## Selected extract:
※
It’s enough to set your teeth on edge. Could wearing a mask damage your dental health?
A New York dental practice claims wearing the protective gear can lead to “mask mouth”, an umbrella term for inflamed gums, bad breath, decaying teeth and receding gums.
Oral hygienists at One Manhattan Dental practice coined the term after they started seeing a surge in dental problems as a result of widespread use of masks.
“We're seeing inflammation in people's gums that have been healthy forever, and cavities in people who have never had them before,” Dr Rob Raimondi, a dentist at the practice, told British newspaper Daily Mail.
But Dr Oelie Van Schalkwyk, dental director of Medicross in Cape Town, says mask coverings wouldn’t be the cause of dental problems.
“We’ve got 160 dentists in our groups and this is the first time I’ve heard of patients developing oral hygiene issues as a result of mask coverings,” he tells YOU.
Van Schalkwyk says wearing a mask may make you more aware of your breath and it could smell bad if you already have halitosis or a cavity.
But as far as he understands, there’s no scientific explanation to prove wearing masks can result in oral-hygiene issues.
Dentists wear surgical masks for up to eight hours at a time so if masks were really responsible for causing dental problems, they would all have halitosis and tooth decay, he points out.
He emphasises the importance of practising good oral hygiene.
“You need to brush your teeth at least twice a day; use dental floss regularly; and if you do experience halitosis, use an anti-bacterial mouthwash.”
Mask hygiene is important, he adds.
※
## Task details:
Rewrite the article on mask mouth between "Dentists wear surgical" and "important, he adds.", inclusive, putting "bad breath" wherever "halitosis" appears. The records can be set aside.
※
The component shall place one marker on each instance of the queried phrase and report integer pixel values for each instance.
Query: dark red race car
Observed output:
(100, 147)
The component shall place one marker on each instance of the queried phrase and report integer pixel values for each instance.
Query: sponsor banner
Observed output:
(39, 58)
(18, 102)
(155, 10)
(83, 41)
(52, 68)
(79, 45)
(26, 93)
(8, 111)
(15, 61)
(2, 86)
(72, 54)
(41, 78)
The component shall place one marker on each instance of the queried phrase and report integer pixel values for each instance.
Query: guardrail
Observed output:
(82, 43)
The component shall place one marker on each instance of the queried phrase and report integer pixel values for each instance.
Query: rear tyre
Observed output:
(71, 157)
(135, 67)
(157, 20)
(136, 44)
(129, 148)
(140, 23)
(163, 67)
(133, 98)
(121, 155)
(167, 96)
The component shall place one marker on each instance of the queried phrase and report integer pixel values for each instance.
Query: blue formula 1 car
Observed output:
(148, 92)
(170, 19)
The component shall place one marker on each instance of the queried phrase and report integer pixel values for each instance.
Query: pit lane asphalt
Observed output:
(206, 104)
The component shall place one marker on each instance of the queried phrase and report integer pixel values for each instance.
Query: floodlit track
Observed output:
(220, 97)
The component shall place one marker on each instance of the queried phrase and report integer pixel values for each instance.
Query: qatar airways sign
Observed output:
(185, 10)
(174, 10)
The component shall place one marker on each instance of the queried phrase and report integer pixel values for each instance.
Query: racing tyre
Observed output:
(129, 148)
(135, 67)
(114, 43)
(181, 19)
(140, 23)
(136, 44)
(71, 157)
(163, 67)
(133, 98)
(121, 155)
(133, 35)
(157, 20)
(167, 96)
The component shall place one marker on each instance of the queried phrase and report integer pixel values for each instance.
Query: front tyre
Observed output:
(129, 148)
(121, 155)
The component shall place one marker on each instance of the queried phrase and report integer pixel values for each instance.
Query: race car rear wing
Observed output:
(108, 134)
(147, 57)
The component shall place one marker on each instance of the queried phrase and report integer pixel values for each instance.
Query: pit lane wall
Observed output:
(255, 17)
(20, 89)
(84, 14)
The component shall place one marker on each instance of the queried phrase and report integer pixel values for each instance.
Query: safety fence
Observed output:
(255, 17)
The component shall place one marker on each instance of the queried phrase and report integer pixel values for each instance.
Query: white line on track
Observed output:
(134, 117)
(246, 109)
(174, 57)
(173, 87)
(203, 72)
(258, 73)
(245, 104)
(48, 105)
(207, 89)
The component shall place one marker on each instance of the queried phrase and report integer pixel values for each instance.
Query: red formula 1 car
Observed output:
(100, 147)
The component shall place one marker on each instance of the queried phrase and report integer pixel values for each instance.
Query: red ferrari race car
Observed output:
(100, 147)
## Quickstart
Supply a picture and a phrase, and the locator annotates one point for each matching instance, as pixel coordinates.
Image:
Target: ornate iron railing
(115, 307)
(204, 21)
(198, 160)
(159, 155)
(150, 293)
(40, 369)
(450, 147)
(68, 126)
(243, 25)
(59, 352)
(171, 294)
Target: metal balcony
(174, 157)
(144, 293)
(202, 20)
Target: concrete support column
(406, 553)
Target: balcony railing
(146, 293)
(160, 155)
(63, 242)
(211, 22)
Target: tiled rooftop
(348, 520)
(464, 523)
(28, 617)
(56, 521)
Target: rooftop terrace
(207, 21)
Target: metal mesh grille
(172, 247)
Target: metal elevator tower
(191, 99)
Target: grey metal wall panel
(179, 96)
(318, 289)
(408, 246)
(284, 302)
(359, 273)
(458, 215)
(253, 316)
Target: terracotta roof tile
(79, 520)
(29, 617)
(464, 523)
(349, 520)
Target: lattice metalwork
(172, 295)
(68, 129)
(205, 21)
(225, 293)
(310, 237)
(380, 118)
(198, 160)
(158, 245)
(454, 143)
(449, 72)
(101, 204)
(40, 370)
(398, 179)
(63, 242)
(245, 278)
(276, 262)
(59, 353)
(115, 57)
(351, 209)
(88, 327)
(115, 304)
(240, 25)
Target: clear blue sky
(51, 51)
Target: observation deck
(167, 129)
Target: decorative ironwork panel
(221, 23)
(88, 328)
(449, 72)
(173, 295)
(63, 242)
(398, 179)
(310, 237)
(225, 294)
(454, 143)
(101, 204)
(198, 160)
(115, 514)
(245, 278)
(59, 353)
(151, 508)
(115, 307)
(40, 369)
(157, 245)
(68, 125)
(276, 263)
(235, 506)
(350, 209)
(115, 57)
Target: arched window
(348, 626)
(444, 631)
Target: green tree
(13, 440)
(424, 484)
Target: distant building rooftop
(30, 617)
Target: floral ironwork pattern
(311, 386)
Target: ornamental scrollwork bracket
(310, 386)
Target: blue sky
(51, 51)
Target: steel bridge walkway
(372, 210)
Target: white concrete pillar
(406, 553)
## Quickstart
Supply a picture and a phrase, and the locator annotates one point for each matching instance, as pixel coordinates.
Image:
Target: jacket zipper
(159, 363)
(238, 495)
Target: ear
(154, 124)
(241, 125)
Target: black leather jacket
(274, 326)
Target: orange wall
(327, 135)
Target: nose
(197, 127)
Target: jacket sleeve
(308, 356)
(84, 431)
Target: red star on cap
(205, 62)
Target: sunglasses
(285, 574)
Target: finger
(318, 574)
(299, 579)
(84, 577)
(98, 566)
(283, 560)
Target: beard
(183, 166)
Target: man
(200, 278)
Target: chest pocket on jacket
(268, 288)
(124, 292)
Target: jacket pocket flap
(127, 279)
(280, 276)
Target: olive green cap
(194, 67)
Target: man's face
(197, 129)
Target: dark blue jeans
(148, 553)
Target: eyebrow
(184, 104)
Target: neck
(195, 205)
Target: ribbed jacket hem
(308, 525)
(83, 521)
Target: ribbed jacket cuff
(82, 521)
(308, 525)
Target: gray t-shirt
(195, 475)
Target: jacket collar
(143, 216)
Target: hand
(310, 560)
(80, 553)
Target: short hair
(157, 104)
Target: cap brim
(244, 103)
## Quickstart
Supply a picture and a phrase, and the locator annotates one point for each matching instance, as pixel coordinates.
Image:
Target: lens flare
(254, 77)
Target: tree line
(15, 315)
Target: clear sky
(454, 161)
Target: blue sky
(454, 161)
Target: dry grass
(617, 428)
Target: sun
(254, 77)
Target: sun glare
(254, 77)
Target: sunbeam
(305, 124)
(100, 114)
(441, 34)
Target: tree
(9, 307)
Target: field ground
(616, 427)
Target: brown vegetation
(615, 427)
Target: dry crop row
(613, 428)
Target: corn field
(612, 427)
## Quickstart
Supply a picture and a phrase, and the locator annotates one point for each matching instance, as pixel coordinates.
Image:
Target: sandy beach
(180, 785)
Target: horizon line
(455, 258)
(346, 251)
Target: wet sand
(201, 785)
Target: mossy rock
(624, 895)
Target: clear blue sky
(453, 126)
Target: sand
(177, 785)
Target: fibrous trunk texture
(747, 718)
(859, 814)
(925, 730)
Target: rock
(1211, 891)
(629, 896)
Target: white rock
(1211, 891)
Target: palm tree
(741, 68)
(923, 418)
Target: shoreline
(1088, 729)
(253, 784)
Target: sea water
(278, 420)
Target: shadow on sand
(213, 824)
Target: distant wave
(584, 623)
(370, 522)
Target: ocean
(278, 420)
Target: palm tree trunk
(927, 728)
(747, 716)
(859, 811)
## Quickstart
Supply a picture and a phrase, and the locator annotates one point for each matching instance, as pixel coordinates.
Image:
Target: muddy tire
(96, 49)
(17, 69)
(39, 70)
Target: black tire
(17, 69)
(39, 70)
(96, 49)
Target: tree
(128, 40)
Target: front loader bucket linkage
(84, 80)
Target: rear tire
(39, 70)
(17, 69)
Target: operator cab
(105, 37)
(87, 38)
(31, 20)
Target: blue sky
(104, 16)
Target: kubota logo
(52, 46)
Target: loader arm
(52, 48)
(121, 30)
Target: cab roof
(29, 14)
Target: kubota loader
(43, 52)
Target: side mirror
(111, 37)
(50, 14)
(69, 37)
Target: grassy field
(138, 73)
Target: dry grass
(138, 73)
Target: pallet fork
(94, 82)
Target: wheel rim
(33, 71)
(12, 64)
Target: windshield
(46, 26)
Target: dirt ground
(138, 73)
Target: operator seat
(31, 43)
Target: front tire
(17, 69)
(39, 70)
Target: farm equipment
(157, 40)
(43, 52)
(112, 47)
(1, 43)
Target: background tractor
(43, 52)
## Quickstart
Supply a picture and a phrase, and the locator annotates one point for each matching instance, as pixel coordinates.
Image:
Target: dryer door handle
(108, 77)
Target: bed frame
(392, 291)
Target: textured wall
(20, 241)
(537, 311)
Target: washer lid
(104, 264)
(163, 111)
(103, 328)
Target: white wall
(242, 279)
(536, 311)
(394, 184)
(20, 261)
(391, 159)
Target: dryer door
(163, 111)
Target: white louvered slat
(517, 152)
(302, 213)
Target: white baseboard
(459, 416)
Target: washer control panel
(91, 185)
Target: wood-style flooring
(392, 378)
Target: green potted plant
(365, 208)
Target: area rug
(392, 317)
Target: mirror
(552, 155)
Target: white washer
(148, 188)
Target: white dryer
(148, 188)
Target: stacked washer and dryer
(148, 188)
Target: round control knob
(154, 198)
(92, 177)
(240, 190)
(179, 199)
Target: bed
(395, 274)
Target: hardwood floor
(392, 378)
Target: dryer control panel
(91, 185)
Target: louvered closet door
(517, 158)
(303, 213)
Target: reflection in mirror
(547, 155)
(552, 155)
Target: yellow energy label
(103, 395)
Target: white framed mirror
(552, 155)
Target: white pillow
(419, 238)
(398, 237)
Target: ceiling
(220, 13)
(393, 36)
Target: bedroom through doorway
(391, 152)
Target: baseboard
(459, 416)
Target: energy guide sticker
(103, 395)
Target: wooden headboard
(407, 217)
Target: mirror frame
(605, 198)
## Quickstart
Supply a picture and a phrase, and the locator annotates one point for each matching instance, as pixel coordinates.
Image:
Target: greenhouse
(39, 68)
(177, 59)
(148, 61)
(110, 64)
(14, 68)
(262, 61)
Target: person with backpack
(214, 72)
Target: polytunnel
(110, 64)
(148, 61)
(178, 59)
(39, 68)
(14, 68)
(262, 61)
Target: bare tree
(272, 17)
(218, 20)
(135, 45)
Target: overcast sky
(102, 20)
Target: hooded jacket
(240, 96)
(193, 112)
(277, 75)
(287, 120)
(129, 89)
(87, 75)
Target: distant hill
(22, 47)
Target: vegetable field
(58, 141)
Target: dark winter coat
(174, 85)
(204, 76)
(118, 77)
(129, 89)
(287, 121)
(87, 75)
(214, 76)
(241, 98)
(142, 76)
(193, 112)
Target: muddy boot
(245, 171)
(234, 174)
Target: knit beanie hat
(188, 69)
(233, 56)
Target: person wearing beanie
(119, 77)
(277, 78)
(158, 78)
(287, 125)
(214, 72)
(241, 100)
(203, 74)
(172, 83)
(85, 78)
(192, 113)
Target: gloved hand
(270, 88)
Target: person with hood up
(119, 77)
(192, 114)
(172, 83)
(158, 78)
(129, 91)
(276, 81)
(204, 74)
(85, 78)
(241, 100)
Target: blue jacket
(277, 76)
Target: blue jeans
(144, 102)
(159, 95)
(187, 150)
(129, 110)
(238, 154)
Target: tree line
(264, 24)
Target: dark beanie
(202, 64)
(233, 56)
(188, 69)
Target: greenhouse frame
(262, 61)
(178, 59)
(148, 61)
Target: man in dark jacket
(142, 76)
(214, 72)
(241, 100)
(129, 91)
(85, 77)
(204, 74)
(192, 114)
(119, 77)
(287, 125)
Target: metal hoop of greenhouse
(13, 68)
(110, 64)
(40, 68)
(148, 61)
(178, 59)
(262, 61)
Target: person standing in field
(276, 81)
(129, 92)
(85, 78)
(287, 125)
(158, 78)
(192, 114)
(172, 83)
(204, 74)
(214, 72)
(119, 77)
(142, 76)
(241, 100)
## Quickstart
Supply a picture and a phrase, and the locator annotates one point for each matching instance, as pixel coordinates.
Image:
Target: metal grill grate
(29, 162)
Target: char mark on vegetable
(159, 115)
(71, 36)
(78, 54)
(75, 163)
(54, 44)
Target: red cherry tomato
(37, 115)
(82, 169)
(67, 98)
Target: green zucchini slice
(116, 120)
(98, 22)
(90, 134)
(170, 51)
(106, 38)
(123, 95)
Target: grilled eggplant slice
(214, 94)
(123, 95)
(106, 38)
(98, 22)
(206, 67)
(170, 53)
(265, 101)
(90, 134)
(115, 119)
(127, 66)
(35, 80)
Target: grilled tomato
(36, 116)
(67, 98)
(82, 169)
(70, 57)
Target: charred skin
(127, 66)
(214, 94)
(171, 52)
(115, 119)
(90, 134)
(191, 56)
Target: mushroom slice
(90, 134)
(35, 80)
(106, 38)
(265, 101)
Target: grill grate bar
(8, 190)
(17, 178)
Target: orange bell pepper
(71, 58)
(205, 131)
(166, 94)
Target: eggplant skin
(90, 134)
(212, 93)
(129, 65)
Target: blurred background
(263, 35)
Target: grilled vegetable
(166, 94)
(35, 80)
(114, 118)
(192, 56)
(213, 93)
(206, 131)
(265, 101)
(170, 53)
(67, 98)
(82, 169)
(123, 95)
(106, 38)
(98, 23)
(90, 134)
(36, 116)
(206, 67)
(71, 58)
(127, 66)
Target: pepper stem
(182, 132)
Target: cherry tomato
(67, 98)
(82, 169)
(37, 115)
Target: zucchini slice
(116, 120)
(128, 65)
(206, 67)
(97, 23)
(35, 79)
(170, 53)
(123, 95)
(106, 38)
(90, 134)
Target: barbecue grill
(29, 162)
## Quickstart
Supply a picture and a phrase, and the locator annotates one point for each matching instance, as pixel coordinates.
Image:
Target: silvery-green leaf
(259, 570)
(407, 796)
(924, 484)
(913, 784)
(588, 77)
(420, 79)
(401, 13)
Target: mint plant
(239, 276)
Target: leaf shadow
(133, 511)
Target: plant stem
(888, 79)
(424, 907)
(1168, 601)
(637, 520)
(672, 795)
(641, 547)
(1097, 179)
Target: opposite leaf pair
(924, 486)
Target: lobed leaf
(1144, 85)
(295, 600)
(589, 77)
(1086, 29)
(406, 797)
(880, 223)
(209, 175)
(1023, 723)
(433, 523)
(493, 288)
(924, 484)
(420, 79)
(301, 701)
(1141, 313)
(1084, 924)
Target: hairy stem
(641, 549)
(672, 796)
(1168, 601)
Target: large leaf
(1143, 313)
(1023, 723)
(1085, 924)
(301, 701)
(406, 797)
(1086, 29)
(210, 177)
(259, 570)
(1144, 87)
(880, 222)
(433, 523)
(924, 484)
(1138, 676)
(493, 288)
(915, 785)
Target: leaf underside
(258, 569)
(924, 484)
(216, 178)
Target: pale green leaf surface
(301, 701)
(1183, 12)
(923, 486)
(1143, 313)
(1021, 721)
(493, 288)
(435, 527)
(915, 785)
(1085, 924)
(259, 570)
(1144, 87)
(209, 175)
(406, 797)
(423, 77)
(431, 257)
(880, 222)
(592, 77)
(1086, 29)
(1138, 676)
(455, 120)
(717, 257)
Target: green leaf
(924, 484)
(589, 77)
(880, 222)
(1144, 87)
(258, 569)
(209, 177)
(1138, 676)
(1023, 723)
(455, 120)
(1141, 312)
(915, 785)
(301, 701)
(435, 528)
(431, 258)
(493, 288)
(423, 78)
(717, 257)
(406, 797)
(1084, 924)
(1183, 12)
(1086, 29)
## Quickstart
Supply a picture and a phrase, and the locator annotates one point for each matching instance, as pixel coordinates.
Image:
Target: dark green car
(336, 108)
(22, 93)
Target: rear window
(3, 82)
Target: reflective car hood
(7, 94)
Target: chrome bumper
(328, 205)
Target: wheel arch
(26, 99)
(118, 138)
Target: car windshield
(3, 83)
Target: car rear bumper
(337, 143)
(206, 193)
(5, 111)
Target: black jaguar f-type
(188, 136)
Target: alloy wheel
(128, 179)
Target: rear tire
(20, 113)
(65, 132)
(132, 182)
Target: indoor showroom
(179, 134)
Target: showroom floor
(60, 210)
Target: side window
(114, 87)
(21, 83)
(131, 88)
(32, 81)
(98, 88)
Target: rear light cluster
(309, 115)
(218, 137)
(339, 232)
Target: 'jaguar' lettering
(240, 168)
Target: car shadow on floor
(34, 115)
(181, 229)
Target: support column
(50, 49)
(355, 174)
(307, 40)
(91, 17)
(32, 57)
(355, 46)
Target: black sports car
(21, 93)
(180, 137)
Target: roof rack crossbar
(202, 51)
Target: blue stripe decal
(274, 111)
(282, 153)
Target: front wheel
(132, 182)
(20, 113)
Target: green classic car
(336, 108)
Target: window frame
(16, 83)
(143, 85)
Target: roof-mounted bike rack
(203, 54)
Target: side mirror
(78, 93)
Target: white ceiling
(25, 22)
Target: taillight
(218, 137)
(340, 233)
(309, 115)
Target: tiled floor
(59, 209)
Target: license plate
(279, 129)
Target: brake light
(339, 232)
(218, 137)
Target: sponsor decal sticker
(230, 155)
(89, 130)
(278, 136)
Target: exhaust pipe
※
## Response:
Dentists wear surgical masks for up to eight hours at a time so if masks were really responsible for causing dental problems, they would all have bad breath and tooth decay, he points out.
He emphasises the importance of practising good oral hygiene.
“You need to brush your teeth at least twice a day; use dental floss regularly; and if you do experience bad breath, use an anti-bacterial mouthwash.”
Mask hygiene is important, he adds.